Transcribe every entry exactly, with nothing added or left out.

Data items
■ ■ ■ ■ ■

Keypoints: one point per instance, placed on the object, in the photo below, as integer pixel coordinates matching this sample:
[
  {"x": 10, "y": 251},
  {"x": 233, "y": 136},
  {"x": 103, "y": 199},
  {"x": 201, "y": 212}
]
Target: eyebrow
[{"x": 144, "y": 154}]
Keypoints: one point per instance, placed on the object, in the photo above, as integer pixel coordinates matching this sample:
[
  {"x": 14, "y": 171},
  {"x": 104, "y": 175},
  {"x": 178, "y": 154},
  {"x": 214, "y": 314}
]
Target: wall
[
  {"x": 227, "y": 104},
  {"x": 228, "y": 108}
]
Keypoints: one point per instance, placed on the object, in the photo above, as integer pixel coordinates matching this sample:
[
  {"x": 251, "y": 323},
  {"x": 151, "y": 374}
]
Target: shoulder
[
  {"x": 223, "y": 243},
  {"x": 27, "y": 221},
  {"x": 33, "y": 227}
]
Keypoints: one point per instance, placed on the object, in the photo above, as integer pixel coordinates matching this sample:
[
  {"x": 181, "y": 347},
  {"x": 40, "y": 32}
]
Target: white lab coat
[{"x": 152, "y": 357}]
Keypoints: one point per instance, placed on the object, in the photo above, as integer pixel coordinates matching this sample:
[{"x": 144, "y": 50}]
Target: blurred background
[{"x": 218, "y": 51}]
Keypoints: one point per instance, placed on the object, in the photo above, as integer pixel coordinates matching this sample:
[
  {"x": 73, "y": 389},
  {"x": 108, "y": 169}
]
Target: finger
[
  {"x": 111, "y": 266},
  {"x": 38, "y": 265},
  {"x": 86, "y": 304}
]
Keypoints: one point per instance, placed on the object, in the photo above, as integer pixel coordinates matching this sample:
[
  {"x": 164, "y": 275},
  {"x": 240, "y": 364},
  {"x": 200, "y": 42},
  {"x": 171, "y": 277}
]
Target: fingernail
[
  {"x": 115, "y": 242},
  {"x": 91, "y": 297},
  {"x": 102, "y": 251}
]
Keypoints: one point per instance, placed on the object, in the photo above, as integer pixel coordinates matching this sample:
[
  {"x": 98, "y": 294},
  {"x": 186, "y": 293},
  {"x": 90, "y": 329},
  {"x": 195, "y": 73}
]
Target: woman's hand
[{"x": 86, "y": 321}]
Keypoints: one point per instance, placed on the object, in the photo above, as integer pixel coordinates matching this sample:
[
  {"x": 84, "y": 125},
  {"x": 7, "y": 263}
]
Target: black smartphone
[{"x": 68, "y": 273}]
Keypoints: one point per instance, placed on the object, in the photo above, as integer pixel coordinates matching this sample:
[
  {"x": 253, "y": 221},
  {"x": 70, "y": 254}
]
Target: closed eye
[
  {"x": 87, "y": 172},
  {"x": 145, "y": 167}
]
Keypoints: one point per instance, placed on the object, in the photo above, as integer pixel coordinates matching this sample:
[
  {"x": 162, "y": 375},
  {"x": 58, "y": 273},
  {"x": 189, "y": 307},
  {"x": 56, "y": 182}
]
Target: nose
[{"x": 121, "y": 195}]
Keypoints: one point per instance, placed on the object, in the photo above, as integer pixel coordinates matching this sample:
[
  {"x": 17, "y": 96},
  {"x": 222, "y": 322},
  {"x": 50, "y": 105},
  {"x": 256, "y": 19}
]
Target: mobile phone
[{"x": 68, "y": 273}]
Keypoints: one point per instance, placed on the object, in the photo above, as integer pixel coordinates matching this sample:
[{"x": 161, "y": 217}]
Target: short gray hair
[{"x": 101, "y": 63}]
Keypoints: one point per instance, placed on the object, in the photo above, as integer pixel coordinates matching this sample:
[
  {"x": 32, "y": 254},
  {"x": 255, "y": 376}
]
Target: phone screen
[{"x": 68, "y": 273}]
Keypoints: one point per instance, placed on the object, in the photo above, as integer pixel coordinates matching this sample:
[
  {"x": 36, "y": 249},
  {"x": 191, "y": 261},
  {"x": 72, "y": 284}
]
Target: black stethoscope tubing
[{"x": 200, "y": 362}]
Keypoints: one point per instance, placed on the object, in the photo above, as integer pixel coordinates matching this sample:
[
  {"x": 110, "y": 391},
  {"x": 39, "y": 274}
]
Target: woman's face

■ ■ ■ ■ ■

**Task solution**
Keypoints: one point per instance, placed on the object, in the photo below, as integer pixel coordinates matching this sample:
[
  {"x": 10, "y": 251},
  {"x": 233, "y": 136},
  {"x": 103, "y": 199},
  {"x": 201, "y": 212}
]
Target: eyebrow
[{"x": 144, "y": 154}]
Keypoints: one point per instance, placed on the object, in the photo above, as integer pixel coordinates matching this sample:
[
  {"x": 14, "y": 171},
  {"x": 104, "y": 175},
  {"x": 178, "y": 154},
  {"x": 214, "y": 314}
]
Target: wall
[
  {"x": 227, "y": 104},
  {"x": 228, "y": 108}
]
Keypoints: one point per instance, placed on the object, in the photo above, as integer pixel coordinates matching this sample:
[
  {"x": 251, "y": 323},
  {"x": 151, "y": 374}
]
Target: shoulder
[
  {"x": 223, "y": 243},
  {"x": 27, "y": 221},
  {"x": 33, "y": 227}
]
Keypoints: one point per instance, placed on the object, in the photo above, as integer pixel coordinates matching this sample:
[
  {"x": 181, "y": 347},
  {"x": 40, "y": 32}
]
Target: white lab coat
[{"x": 152, "y": 357}]
Keypoints: one point per instance, placed on the object, in the photo above, as integer pixel coordinates matching this sample:
[{"x": 144, "y": 50}]
Target: blurred background
[{"x": 218, "y": 51}]
Keypoints: one point per instance, placed on the object, in the photo above, as integer pixel coordinates matching this sample:
[
  {"x": 73, "y": 389},
  {"x": 108, "y": 169}
]
Target: finger
[
  {"x": 111, "y": 266},
  {"x": 38, "y": 265},
  {"x": 86, "y": 304}
]
Keypoints: one point per instance, placed on the object, in the photo above, as integer pixel coordinates matching this sample:
[
  {"x": 164, "y": 275},
  {"x": 240, "y": 364},
  {"x": 200, "y": 42},
  {"x": 171, "y": 277}
]
Target: fingernail
[
  {"x": 115, "y": 242},
  {"x": 91, "y": 297},
  {"x": 102, "y": 251}
]
Keypoints: one point per instance, placed on the object, in the photo above, as integer pixel coordinates matching this sample:
[
  {"x": 98, "y": 294},
  {"x": 186, "y": 293},
  {"x": 90, "y": 329},
  {"x": 195, "y": 73}
]
Target: woman's hand
[{"x": 86, "y": 321}]
Keypoints: one point per instance, placed on the object, in the photo above, as integer pixel coordinates matching this sample:
[
  {"x": 84, "y": 125},
  {"x": 7, "y": 263}
]
Target: black smartphone
[{"x": 68, "y": 273}]
Keypoints: one point per instance, placed on the object, in the photo above, as integer pixel coordinates matching this sample:
[
  {"x": 253, "y": 221},
  {"x": 70, "y": 254}
]
Target: closed eye
[
  {"x": 87, "y": 172},
  {"x": 145, "y": 167}
]
Keypoints: one point per instance, placed on the object, in the photo above, as integer pixel coordinates matching this sample:
[
  {"x": 162, "y": 375},
  {"x": 58, "y": 273},
  {"x": 189, "y": 307},
  {"x": 56, "y": 182}
]
Target: nose
[{"x": 121, "y": 195}]
Keypoints: one point per instance, placed on the object, in the photo above, as integer pixel coordinates matching this sample:
[
  {"x": 17, "y": 96},
  {"x": 222, "y": 322},
  {"x": 50, "y": 105},
  {"x": 256, "y": 19}
]
Target: mobile phone
[{"x": 68, "y": 273}]
Keypoints: one point per instance, placed on the object, in the photo above, as integer pixel coordinates matching this sample:
[{"x": 161, "y": 217}]
Target: short gray hair
[{"x": 101, "y": 63}]
Keypoints: one point per instance, placed on the object, in the photo above, as integer pixel coordinates matching this sample:
[
  {"x": 32, "y": 254},
  {"x": 255, "y": 376}
]
Target: phone screen
[{"x": 68, "y": 273}]
Keypoints: one point per instance, placed on the object, in the photo above, as integer pixel coordinates matching this sample:
[
  {"x": 36, "y": 249},
  {"x": 191, "y": 261},
  {"x": 72, "y": 284}
]
Target: black stethoscope tubing
[{"x": 200, "y": 362}]
Keypoints: one point per instance, placed on the object, in the photo above, as integer pixel coordinates matching this sample:
[
  {"x": 110, "y": 391},
  {"x": 39, "y": 274}
]
Target: woman's face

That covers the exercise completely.